== Working data ==
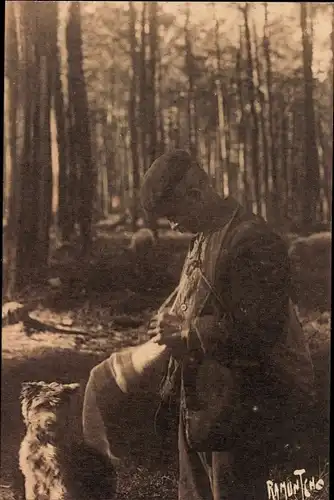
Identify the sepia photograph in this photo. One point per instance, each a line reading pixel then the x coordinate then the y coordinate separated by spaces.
pixel 166 270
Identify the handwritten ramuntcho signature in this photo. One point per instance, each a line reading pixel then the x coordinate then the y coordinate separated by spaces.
pixel 301 487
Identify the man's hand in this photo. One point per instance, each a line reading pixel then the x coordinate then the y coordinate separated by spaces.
pixel 166 329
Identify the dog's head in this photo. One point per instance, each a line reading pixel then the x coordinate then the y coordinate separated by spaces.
pixel 48 406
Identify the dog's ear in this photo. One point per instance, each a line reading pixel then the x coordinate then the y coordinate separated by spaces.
pixel 71 388
pixel 29 390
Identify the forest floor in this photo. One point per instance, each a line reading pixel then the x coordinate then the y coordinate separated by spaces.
pixel 109 300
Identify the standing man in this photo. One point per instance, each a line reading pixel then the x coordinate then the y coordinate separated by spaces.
pixel 229 348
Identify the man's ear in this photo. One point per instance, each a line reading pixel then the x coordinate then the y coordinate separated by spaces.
pixel 194 194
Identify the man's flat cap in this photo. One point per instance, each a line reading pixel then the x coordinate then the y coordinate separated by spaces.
pixel 161 179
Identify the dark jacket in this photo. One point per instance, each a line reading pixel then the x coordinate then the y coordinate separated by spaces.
pixel 234 299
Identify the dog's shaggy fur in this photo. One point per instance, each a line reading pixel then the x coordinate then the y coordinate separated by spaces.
pixel 55 462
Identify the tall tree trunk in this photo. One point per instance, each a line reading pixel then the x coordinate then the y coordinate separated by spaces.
pixel 263 122
pixel 143 77
pixel 222 169
pixel 62 143
pixel 14 179
pixel 243 160
pixel 254 119
pixel 284 161
pixel 46 29
pixel 133 117
pixel 153 43
pixel 189 67
pixel 311 160
pixel 269 83
pixel 87 177
pixel 161 127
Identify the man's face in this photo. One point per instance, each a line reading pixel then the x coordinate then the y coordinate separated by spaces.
pixel 183 211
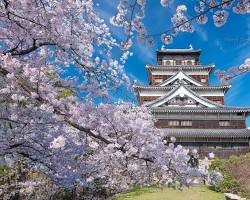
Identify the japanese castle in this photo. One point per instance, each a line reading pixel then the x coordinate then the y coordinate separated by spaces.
pixel 187 107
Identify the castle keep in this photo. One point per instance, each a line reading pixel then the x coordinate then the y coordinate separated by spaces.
pixel 187 107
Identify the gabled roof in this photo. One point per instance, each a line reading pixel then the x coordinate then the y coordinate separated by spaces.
pixel 179 51
pixel 207 133
pixel 222 109
pixel 157 87
pixel 182 90
pixel 180 76
pixel 184 68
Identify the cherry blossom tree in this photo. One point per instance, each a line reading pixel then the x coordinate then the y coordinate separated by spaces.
pixel 108 146
pixel 49 116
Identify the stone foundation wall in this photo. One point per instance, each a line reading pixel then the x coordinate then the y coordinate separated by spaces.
pixel 223 152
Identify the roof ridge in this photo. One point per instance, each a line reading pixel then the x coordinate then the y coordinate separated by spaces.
pixel 192 92
pixel 180 71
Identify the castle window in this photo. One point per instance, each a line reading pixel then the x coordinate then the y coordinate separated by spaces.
pixel 158 80
pixel 178 62
pixel 166 62
pixel 173 123
pixel 224 123
pixel 203 80
pixel 186 123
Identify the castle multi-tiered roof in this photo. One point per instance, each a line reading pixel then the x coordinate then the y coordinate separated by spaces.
pixel 186 107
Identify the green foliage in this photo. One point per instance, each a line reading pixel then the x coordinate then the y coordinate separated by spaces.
pixel 154 193
pixel 4 170
pixel 236 172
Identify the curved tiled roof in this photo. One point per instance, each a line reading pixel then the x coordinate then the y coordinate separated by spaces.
pixel 189 90
pixel 191 67
pixel 157 87
pixel 224 109
pixel 201 133
pixel 181 73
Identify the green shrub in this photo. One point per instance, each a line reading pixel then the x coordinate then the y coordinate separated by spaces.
pixel 236 172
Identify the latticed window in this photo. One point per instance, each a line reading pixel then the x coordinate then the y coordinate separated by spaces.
pixel 203 80
pixel 224 123
pixel 178 62
pixel 186 123
pixel 166 62
pixel 173 123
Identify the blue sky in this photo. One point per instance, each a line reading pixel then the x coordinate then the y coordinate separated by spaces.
pixel 226 46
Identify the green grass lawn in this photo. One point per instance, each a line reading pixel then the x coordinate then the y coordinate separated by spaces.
pixel 153 193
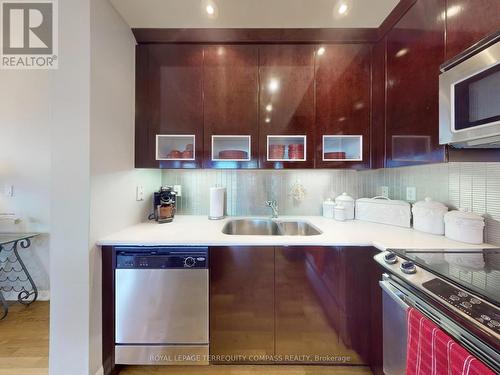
===
__Exercise aim__: Go through all the records and change every "in this photo" to "in this image", keeping everything else the same. Omit the pictures from your answer.

__Response__:
Identify the sepia photograph in this image. One point per instance, each a line reading pixel then the x coordinate then the y coordinate separated by spaces.
pixel 166 270
Identify the handwritten ramuntcho signature in this image. One point per instance, each a line reading pixel then the x coordinate then the y coordinate separated by spaces.
pixel 301 487
Identify the man's hand in this image. One point per instance, each a line reading pixel then the x coordinate then the y coordinate separated by spaces.
pixel 166 329
Identify the dog's head in this image. One point per instance, each a line reading pixel then the x coordinate then the y coordinate separated by spaces.
pixel 48 406
Identify the dog's ear in this image. One point per instance, each a line reading pixel then the x coordinate then the y coordinate separated by spaces.
pixel 71 388
pixel 29 390
Identify the forest floor in this image. One point per instance, each a line reading pixel then the x coordinate then the y coordinate separated by spaces.
pixel 109 300
Identify the standing man in this image. One point per instance, each a line reading pixel then the x coordinate then the y coordinate separated by spaces.
pixel 229 348
Identify the man's ear in this image. One point per instance, each a line reading pixel then the x coordinate then the y coordinate separated by spaces.
pixel 194 194
Identify the man's flat cap in this image. One point per instance, each a line reading pixel then the x coordinate then the y coordinate separated by spaces.
pixel 161 179
Identify the dark jacket in this image. One point per instance, each a line reading pixel then the x coordinate then the y coordinate separated by spaces.
pixel 234 299
Identify the dog's shaggy fur in this image. One point per instance, each a line reading pixel then the x coordinate then the y coordinate separated by spaces.
pixel 55 462
Identify the tall tree trunk in this image. One point per instance, each a line reading pixel then the x coordinate then the y coordinate separated by spaces.
pixel 263 122
pixel 143 77
pixel 222 169
pixel 62 143
pixel 14 179
pixel 243 160
pixel 254 119
pixel 284 161
pixel 46 29
pixel 133 117
pixel 153 43
pixel 189 67
pixel 311 160
pixel 269 83
pixel 87 177
pixel 161 127
Identify the man's face in this image. One point per instance, each a line reading pixel then the x coordinate then the y coordinate separated by spaces.
pixel 183 211
Identify the japanese castle in this image. One point per instance, each a line reading pixel then the x coordinate then the y coordinate separated by spaces.
pixel 187 107
Identify the castle keep in this image. One point per instance, each a line reading pixel then the x coordinate then the y coordinate separated by spaces.
pixel 187 107
Identify the gabled roof in this image. One point per instance, each a line reading pixel then the x coordinate then the y coordinate separated by spaces.
pixel 179 51
pixel 207 133
pixel 222 109
pixel 157 87
pixel 182 90
pixel 180 76
pixel 184 68
Identify the cherry blossom tree in this image. One point per instance, each a line reading pixel then the x coordinate then the y coordinate separated by spaces.
pixel 108 146
pixel 49 116
Identify the stone foundation wall in this image. One point per instance, each a line reading pixel then the x coordinate then the y coordinate separated by spaces.
pixel 223 152
Identify the roof ridge in this image. One point per instance, each a line reading pixel then the x coordinate then the y coordinate separated by spaces.
pixel 192 92
pixel 180 71
Identify the castle window in this image. One point per instance, each a line reading pixel then the x coordinate then the y coordinate separated by spaces.
pixel 158 80
pixel 178 62
pixel 166 62
pixel 173 123
pixel 224 123
pixel 203 80
pixel 186 123
Identify the castle multi-tiered roof in this image. One point per instance, each a line reading pixel then the x coordinate then the y coordinate separated by spaces.
pixel 186 107
Identify the green foliage in this image. One point per instance, each a line reading pixel then the x coordinate then the y coordinate separated by spaces.
pixel 154 193
pixel 4 170
pixel 236 172
Identify the curved tiled roof in this image. One point per instance, each a line reading pixel then the x coordinate then the y coordinate separated by spaces.
pixel 189 90
pixel 191 67
pixel 157 87
pixel 224 109
pixel 201 133
pixel 181 73
Identify the green shrub in this image. One point per instance, each a line reading pixel then the x coordinate then the y coordinate separated by spaces.
pixel 236 172
Identify the latticed window in this image. One point per instance, each a line reading pixel then the x coordinate then the y coordinate separated by spaces.
pixel 203 80
pixel 224 123
pixel 178 62
pixel 186 123
pixel 166 62
pixel 173 123
Identify the blue sky in this image. One point per instance, each a line reading pixel then the x coordinate then the y coordinate separated by spaces.
pixel 226 46
Identify the green grass lawn in this image. One point per instance, each a line reading pixel then the x coordinate then the y coordinate separated by spaces.
pixel 153 193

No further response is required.